Set out the material below as a Markdown table with two columns, "Number" for the row count and "Text" for each line, and leave out any blank lines.

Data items
####
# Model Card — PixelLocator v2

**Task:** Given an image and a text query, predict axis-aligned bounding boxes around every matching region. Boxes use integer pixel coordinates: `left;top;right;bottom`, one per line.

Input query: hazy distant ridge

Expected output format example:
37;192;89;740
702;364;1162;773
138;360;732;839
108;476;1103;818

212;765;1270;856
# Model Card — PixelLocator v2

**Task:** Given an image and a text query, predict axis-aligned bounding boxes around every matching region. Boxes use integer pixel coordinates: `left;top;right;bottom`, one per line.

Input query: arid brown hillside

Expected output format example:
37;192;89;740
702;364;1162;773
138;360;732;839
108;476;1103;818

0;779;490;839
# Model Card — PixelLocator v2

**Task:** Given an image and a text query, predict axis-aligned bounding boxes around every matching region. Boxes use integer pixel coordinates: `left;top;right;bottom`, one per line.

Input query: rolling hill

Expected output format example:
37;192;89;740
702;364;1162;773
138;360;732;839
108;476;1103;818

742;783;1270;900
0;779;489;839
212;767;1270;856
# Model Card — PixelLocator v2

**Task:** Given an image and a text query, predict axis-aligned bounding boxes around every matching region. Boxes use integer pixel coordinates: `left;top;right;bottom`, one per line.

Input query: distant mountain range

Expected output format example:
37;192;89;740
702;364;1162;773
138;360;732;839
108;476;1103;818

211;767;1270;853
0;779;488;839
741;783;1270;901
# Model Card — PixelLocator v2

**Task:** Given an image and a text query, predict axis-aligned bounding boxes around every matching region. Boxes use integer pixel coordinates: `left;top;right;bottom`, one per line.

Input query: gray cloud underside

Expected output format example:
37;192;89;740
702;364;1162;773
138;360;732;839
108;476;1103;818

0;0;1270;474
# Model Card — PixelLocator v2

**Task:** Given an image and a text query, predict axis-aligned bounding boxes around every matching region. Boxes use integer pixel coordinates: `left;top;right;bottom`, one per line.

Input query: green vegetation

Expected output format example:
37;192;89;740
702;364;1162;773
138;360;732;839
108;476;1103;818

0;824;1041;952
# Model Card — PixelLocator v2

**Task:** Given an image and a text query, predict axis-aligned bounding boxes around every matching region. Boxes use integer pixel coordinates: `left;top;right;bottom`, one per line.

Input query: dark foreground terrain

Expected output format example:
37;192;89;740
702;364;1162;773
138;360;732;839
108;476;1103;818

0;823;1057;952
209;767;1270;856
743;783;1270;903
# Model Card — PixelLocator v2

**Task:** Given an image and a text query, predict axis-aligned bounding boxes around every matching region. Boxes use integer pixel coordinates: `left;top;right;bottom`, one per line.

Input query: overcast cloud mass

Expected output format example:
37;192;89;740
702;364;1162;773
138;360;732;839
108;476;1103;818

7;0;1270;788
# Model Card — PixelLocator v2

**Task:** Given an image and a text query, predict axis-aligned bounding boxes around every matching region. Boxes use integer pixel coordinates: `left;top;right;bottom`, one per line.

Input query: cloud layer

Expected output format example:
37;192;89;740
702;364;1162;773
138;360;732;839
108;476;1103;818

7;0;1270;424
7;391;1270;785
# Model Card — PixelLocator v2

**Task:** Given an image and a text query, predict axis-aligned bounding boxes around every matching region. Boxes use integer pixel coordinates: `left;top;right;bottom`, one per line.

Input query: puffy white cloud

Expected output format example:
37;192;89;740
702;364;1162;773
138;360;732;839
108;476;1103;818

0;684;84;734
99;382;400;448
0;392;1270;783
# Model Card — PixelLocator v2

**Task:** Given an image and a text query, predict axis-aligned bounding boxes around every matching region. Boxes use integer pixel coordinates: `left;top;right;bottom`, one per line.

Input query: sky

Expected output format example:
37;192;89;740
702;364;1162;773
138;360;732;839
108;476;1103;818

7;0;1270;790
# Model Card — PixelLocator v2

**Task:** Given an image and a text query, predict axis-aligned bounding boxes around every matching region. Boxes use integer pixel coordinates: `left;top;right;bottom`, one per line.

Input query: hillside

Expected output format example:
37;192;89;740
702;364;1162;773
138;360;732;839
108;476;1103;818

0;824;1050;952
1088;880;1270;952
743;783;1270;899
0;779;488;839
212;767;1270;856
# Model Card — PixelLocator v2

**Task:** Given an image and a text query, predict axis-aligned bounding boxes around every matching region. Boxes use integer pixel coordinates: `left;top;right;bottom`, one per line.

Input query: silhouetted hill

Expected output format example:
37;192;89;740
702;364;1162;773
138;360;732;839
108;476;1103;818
####
TASK OUTPUT:
| Number | Text |
|---|---|
| 1 | # Model Card — PixelLocator v2 |
| 2 | **Task:** Given an image and a text query, predict axis-aligned bounding boxes around every matching region. Boxes use integer pixel coordinates: `left;top;right;bottom`, one per line. |
| 3 | Input query: hazy distant ridge |
| 4 | Expected output format example: |
| 5 | 37;192;89;740 |
| 6 | 702;364;1162;773 |
| 7 | 138;360;732;839 |
| 8 | 108;476;1103;818 |
| 9 | 212;765;1270;856 |
| 10 | # Model Card — PixelLocator v2 |
| 11 | **Task:** Given an image and a text query, predict axis-aligned bounding boxes around every matching region. Boxes use integer pixel coordinates: `left;top;right;bottom`, one per line. |
| 12 | Input query: arid brown hillside |
| 13 | Expected output format example: |
| 14 | 37;192;89;740 |
| 15 | 702;364;1162;773 |
| 16 | 138;360;732;839 |
| 17 | 108;476;1103;818 |
| 18 | 0;779;490;839 |
| 19 | # Model Card — PixelLocator v2 |
| 20 | **Task:** Given an image and a text query, predict axis-aligned bounding boxes around every matching region. Boxes use integer pixel coordinates: `left;top;right;bottom`, one per line. |
| 21 | Input query: rolling hill |
| 22 | Expected output format example: |
| 23 | 37;192;89;740 |
| 24 | 702;364;1162;773 |
| 25 | 138;360;732;839 |
| 26 | 108;476;1103;818 |
| 27 | 742;783;1270;900 |
| 28 | 0;779;489;839 |
| 29 | 212;767;1270;856 |
| 30 | # Model Card — PixelLocator v2 |
| 31 | **Task:** Given an image and a text query, predict axis-aligned bounding boxes around every matching region. Boxes use integer pixel coordinates: `left;top;right;bottom`, one per line. |
| 32 | Input query: distant mountain range |
| 33 | Expected output format example: |
| 34 | 37;192;89;740 |
| 35 | 702;364;1162;773 |
| 36 | 138;360;732;839 |
| 37 | 108;476;1103;818 |
| 38 | 211;767;1270;853 |
| 39 | 0;779;488;839 |
| 40 | 741;783;1270;901 |
| 41 | # Model Card — PixelLocator v2 |
| 42 | **Task:** Given an image and a text query, predict axis-aligned bounding boxes around every matching region. Boxes use integer pixel coordinates: `left;top;right;bottom`, one per line. |
| 43 | Input query: gray cloud underside |
| 44 | Expected output format example: |
| 45 | 37;192;89;740 |
| 46 | 702;364;1162;773 |
| 47 | 138;360;732;839 |
| 48 | 108;476;1103;818 |
| 49 | 0;0;1270;474 |
| 50 | # Model Card — PixelLocator v2 |
| 51 | **Task:** Given an image and a text query, predict axis-aligned bounding boxes around every matching region. Boxes use integer pixel coordinates: `left;top;right;bottom`, one per line. |
| 52 | Input query: green vegetation |
| 53 | Expected output format example: |
| 54 | 37;192;89;740 |
| 55 | 702;364;1162;773 |
| 56 | 138;360;732;839 |
| 57 | 108;476;1103;818 |
| 58 | 0;824;1041;952 |
| 59 | # Model Card — PixelLocator v2 |
| 60 | **Task:** Given an image and a text query, predict axis-aligned bounding boxes around every matching region. Boxes use integer pixel coordinates: `left;top;right;bottom`, one per line. |
| 61 | Input query: dark foreground terrain |
| 62 | Expected output format example: |
| 63 | 37;192;89;740 |
| 64 | 702;364;1162;773 |
| 65 | 138;360;732;839 |
| 66 | 108;476;1103;818 |
| 67 | 0;823;1057;952 |
| 68 | 209;767;1270;856 |
| 69 | 743;783;1270;903 |
| 70 | # Model Card — PixelLocator v2 |
| 71 | **Task:** Given an image and a text query, predict axis-aligned bounding boxes around every matching region. Boxes use integer pixel coordinates: `left;top;right;bottom`, one per line. |
| 72 | Input query: overcast cloud mass |
| 73 | Expected output format example: |
| 74 | 37;192;89;740 |
| 75 | 702;364;1162;773 |
| 76 | 138;360;732;839 |
| 77 | 108;476;1103;818 |
| 78 | 7;0;1270;788 |
| 79 | # Model Card — PixelLocator v2 |
| 80 | **Task:** Given an image and a text query, predict axis-aligned bounding boxes around every matching region. Boxes use integer pixel coordinates: `left;top;right;bottom`, one per line. |
| 81 | Input query: cloud layer |
| 82 | Expected output format example: |
| 83 | 37;192;89;740 |
| 84 | 702;364;1162;773 |
| 85 | 138;360;732;839 |
| 86 | 108;476;1103;818 |
| 87 | 7;0;1270;424 |
| 88 | 7;391;1270;785 |
| 89 | # Model Card — PixelLocator v2 |
| 90 | **Task:** Given an image and a text query, predict axis-aligned bounding boxes around every matching region. Boxes use integer pixel coordinates: `left;top;right;bottom`, one per line. |
| 91 | Input query: puffy white cloud |
| 92 | Expected output format example: |
| 93 | 37;192;89;740 |
| 94 | 702;364;1162;773 |
| 95 | 138;360;732;839 |
| 96 | 108;476;1103;818 |
| 97 | 0;684;84;734 |
| 98 | 99;382;400;448 |
| 99 | 0;392;1270;783 |
| 100 | # Model Card — PixelLocator v2 |
| 101 | **Task:** Given an image and a text query, predict axis-aligned bounding boxes around every matching region. Boxes use integer pixel coordinates: `left;top;right;bottom`, one per line. |
| 102 | Input query: sky |
| 103 | Expected output format example: |
| 104 | 37;192;89;740 |
| 105 | 702;364;1162;773 |
| 106 | 138;360;732;839 |
| 107 | 108;476;1103;818 |
| 108 | 7;0;1270;790 |
| 109 | # Model Card — PixelLocator v2 |
| 110 | **Task:** Given an image and a text query, predict axis-aligned bounding boxes around every matching region. Boxes use integer pixel coordinates: `left;top;right;bottom`, one per line. |
| 111 | Input query: hillside |
| 112 | Expected output format example: |
| 113 | 37;192;89;740 |
| 114 | 702;364;1162;773 |
| 115 | 138;360;732;839 |
| 116 | 108;476;1103;818 |
| 117 | 0;824;1050;952 |
| 118 | 1088;880;1270;952 |
| 119 | 743;783;1270;899 |
| 120 | 0;779;488;839 |
| 121 | 212;767;1270;856 |
| 122 | # Model Card — PixelLocator v2 |
| 123 | **Task:** Given an image and a text query, predict axis-aligned bounding boxes around every matching region. Boxes use integer pixel coordinates: `left;top;right;bottom`, one per line. |
| 124 | Input query: silhouetted hill |
| 125 | Expected output format example: |
| 126 | 37;192;89;740 |
| 127 | 702;364;1162;773 |
| 128 | 138;360;732;839 |
| 129 | 108;476;1103;818 |